Records from a data source

━━━━━━━━━━━━━━━━━━━━

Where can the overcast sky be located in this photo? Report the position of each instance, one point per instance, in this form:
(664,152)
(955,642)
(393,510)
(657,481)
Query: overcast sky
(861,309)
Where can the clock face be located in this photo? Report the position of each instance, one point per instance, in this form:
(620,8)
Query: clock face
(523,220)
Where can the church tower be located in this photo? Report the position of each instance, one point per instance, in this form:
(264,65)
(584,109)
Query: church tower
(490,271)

━━━━━━━━━━━━━━━━━━━━

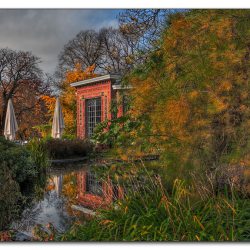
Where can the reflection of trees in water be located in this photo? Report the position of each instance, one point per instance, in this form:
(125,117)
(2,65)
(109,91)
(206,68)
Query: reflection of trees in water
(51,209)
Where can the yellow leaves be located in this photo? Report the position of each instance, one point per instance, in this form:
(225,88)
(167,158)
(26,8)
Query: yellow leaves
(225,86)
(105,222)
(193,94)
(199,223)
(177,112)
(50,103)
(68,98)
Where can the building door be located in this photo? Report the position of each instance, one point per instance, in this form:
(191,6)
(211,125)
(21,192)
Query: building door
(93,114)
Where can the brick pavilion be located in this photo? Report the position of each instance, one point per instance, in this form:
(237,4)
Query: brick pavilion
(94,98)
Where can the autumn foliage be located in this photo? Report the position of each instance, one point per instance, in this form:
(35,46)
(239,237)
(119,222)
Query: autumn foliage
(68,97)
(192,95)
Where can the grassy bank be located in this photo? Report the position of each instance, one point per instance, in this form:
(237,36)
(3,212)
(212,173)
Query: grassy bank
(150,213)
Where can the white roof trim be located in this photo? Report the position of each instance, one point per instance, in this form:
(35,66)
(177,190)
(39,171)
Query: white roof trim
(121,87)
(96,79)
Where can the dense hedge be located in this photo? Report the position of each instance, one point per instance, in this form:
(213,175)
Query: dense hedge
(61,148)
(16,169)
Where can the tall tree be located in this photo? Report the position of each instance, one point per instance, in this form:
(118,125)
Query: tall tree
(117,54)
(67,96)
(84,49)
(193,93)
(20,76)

━━━━━━━━━━━━━━━━━━━━

▶ Problem statement:
Pick out every line in the entries above that contains the word "foliage", and copy each of those lines.

▶ Correct response:
Where can the autumn foliage be located in this photo? Report the position of each instance, one point per instance, in this form:
Query: autumn foliage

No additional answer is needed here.